[Referring expression data]

§ §

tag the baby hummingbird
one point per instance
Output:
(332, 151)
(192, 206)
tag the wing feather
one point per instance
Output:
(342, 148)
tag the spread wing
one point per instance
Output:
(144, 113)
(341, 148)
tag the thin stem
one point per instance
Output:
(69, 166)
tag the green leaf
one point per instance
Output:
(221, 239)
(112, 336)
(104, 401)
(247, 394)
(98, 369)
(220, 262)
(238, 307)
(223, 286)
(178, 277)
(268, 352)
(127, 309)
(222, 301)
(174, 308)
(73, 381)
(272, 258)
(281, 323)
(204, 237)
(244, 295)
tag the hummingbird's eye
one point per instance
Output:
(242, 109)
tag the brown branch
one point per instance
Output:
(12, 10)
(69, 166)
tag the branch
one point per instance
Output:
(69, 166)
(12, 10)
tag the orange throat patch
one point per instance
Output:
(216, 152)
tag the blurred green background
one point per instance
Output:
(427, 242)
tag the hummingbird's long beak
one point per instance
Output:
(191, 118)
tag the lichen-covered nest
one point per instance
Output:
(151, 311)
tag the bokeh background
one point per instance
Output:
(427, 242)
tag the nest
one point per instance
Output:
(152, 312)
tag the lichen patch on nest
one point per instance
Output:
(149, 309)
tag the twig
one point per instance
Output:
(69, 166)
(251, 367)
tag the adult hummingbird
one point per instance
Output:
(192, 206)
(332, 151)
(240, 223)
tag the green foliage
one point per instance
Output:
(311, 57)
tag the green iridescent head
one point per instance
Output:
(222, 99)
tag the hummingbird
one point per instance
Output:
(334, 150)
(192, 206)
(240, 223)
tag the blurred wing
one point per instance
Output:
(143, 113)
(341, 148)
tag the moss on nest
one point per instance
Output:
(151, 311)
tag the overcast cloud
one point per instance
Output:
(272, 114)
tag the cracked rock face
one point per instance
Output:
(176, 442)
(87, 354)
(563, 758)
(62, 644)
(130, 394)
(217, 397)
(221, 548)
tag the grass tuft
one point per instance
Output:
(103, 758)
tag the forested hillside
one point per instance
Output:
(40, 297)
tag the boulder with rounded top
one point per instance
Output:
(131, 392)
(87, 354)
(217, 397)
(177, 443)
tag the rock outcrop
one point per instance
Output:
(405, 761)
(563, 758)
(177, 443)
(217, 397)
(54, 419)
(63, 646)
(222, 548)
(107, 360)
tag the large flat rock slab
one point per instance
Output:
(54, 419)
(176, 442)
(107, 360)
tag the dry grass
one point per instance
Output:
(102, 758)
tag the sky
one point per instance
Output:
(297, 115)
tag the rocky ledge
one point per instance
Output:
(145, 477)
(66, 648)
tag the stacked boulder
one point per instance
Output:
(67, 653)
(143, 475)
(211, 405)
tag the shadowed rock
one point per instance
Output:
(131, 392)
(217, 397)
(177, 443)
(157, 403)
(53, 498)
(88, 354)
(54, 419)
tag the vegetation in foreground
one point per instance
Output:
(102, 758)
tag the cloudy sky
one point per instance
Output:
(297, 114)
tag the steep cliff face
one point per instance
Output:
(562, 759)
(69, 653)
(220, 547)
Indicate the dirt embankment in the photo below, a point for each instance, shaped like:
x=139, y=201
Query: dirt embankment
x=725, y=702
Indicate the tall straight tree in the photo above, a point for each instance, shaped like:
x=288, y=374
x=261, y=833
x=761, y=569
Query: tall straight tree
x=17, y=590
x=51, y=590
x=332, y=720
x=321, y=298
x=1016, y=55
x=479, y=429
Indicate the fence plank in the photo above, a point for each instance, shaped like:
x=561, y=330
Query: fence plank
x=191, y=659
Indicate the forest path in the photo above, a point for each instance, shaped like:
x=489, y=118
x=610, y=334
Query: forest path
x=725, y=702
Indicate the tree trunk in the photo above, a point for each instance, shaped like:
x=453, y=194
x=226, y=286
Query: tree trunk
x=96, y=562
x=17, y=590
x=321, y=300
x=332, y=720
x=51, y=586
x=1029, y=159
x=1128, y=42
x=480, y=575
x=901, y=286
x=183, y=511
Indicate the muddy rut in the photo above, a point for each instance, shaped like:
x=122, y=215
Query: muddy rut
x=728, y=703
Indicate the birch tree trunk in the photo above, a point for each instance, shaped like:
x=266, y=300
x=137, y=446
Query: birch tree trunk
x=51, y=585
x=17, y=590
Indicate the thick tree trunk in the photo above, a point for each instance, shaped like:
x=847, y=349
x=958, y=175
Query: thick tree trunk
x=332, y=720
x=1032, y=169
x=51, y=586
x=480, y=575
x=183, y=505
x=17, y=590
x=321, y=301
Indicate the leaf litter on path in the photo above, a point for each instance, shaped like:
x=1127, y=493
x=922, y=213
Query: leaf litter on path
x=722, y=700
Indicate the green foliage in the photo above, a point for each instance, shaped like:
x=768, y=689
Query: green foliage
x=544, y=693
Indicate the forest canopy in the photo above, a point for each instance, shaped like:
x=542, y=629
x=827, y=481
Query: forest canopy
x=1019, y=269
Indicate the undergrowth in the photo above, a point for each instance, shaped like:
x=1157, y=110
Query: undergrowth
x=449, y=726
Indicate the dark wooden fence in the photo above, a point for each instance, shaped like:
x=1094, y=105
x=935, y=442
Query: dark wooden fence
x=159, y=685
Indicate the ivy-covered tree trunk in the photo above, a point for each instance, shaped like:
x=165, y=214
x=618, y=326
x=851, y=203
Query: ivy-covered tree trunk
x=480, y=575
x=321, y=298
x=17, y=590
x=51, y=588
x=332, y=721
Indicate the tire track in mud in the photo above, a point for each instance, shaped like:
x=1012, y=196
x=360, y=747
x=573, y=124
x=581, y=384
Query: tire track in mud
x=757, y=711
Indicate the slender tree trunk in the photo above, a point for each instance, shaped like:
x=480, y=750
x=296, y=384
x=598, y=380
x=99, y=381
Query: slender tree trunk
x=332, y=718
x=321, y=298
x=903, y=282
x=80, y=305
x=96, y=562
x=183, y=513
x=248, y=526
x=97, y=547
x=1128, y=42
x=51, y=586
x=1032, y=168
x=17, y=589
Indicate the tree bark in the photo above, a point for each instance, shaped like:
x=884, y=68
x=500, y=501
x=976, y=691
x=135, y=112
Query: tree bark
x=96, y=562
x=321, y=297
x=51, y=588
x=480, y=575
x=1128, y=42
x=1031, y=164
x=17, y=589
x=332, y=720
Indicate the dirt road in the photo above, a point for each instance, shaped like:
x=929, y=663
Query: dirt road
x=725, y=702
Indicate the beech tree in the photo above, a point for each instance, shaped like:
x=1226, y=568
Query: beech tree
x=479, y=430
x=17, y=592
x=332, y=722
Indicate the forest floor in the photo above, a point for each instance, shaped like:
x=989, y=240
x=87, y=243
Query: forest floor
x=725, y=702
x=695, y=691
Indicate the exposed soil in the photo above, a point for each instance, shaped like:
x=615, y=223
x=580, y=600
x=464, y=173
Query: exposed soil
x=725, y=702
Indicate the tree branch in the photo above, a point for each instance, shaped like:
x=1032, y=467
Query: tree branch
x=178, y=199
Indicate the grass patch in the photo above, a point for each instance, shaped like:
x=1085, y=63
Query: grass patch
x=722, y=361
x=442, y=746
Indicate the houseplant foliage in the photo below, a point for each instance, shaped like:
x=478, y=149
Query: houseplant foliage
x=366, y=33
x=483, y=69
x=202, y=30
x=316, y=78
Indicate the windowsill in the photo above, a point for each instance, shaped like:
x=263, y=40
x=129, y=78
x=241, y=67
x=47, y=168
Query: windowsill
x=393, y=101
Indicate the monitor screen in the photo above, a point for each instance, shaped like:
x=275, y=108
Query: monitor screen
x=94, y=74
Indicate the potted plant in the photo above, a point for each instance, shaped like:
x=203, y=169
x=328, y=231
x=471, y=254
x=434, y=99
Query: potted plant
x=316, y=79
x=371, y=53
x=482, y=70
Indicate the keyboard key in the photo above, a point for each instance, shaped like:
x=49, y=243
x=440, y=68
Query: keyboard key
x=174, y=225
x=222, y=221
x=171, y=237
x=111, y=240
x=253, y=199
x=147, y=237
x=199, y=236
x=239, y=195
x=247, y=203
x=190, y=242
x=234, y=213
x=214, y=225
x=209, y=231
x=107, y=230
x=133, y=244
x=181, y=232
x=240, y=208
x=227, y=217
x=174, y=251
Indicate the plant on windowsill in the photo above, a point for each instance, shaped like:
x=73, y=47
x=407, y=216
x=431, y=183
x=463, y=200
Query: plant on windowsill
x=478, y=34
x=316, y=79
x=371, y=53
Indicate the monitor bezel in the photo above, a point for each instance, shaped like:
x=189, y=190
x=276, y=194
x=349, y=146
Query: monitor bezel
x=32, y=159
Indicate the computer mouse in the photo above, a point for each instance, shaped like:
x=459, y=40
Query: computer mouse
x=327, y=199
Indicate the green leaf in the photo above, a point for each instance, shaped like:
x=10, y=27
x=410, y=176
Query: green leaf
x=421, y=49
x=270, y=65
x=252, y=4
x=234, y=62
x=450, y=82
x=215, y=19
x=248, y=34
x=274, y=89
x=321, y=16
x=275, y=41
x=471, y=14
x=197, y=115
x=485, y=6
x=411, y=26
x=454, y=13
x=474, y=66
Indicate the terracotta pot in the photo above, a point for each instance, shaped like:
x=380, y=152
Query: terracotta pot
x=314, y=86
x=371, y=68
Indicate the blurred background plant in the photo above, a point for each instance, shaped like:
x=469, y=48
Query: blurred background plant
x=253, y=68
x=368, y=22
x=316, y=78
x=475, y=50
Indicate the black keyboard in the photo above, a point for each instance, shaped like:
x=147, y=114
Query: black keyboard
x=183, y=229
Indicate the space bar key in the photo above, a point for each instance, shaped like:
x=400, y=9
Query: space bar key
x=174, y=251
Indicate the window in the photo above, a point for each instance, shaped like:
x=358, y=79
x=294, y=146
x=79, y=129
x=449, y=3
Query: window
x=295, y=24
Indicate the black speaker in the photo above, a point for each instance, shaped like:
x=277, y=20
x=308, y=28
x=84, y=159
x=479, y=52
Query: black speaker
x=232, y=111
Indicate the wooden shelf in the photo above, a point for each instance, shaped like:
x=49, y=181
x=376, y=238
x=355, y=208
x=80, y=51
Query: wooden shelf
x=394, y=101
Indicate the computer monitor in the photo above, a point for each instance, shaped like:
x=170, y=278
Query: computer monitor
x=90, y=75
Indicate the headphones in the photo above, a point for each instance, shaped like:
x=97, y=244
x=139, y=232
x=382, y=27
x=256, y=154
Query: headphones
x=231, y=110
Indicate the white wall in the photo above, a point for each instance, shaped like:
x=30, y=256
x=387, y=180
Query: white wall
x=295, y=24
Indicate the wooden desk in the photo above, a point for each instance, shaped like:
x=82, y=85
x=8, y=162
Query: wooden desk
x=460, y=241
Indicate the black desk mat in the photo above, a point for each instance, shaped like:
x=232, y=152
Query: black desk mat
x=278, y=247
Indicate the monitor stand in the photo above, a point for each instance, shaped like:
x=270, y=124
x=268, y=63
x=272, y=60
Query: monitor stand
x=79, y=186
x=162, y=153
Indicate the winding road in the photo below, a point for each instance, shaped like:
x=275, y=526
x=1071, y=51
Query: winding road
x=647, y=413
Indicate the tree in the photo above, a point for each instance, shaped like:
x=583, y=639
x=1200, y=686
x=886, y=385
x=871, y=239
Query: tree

§ §

Look through the entries above, and wherever a line holds the word "wing", copy it.

tag the wing feather
tag the spread wing
tag the blurred wing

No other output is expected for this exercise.